[Given task] Reproduce all of the data below line for line, leaving out the pictures.

Part of a data file
________________________________________
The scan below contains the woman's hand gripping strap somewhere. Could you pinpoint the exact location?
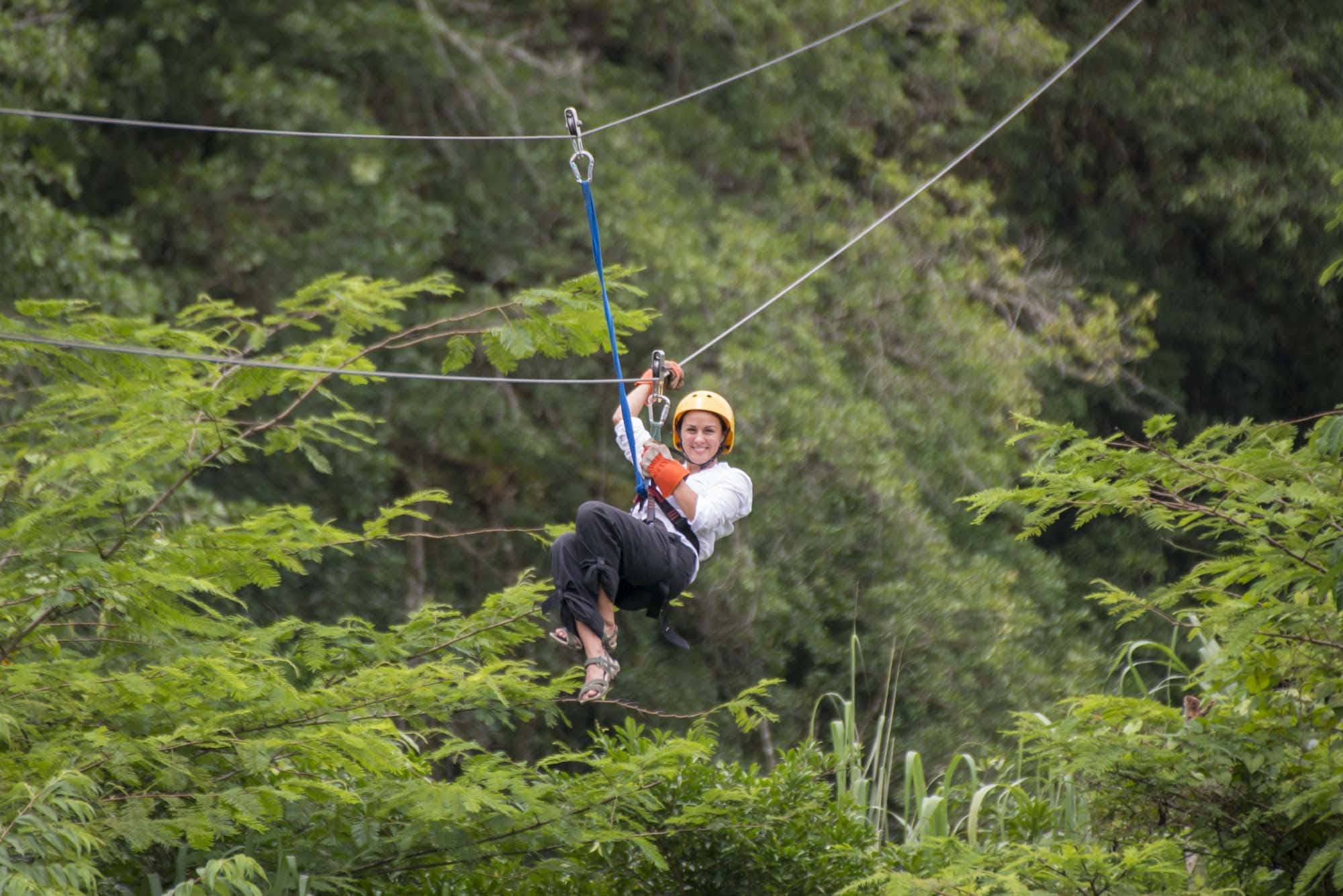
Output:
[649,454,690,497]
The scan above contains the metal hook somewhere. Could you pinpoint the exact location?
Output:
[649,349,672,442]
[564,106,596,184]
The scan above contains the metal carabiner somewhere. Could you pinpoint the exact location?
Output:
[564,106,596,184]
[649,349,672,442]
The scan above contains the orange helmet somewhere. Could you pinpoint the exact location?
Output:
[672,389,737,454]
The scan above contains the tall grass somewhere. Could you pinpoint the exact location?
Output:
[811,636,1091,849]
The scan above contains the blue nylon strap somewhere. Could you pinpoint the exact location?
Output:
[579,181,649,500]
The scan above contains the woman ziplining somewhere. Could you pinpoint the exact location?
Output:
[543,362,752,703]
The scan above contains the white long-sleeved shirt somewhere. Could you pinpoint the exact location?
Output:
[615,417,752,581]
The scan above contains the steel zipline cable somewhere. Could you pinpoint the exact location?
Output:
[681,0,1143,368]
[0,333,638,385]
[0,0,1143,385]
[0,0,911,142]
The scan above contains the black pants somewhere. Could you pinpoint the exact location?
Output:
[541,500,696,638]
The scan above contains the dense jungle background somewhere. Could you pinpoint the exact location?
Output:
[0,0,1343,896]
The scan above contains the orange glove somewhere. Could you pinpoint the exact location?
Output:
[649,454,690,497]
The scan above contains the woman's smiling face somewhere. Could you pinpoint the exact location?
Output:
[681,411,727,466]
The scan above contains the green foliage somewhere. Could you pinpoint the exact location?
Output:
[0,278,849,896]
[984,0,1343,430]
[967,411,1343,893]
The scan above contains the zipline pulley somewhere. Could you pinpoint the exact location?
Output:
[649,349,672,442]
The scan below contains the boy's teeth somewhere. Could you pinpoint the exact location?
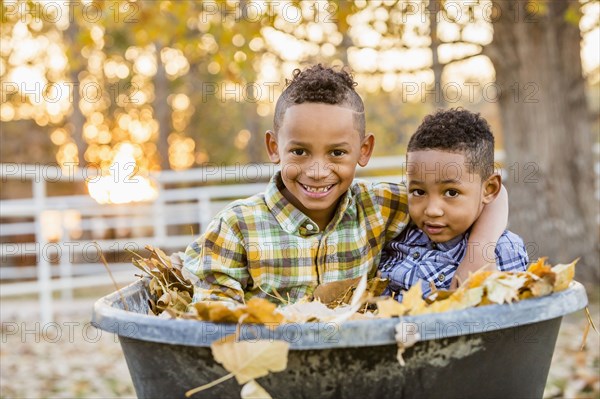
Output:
________________________________________
[Written response]
The scan below contains the woman's hand gripping strap somewhere. Could you pinpoint the exact location?
Output:
[649,454,690,497]
The scan above contains the metal hook somewhere. Could you pinpoint the exact location?
Output:
[649,349,672,442]
[564,106,596,184]
The scan above contains the metal carabiner somewhere. Could you pinpoint the exact location?
Output:
[564,106,596,184]
[649,349,672,442]
The scan above contains the orange helmet somewhere. Could you pinpoint the exact location?
Output:
[672,389,737,454]
The scan above contains the tall grass somewhere. Could you pinpoint the exact location?
Output:
[811,636,1091,849]
The scan above contains the blue nylon strap somewhere. Could you pinpoint the exact location?
Output:
[579,181,649,500]
The scan above contains the woman ziplining somewhere. Could you pinpoint the exact location?
Output:
[543,362,752,703]
The scan above contains the white long-sleeved shirt somewhere. Could you pinpoint the exact location?
Output:
[615,417,752,581]
The scan above contains the steel zipline cable somewhere. Could you pinpoint the exact location?
Output:
[681,0,1143,368]
[0,333,638,385]
[0,0,1143,385]
[0,0,911,142]
The scan above contains the black pants somewhere. Could you pinpoint the exact location?
Output:
[541,500,696,638]
The scan above contains the dense jungle background somewhere. Could you pinpoint the exact location?
Output:
[0,0,1343,896]
The scan above contains the orange glove somewhere. Could you pinpoint the exact location?
Output:
[649,454,690,497]
The scan above contains the woman's smiling face somewhere. Could you pinpoint the exact location?
Output:
[681,411,727,466]
The scan above contains the green foliage somewhere. Could you pinpoint the exact location?
Output:
[0,278,849,896]
[984,0,1343,430]
[967,411,1343,893]
The scan above contains the zipline pulley somewhere. Could you pinpoint the exact location?
Output:
[649,349,672,442]
The scan below contains the boy's teeth somewhere. Could you pinpoint the exact location?
Output:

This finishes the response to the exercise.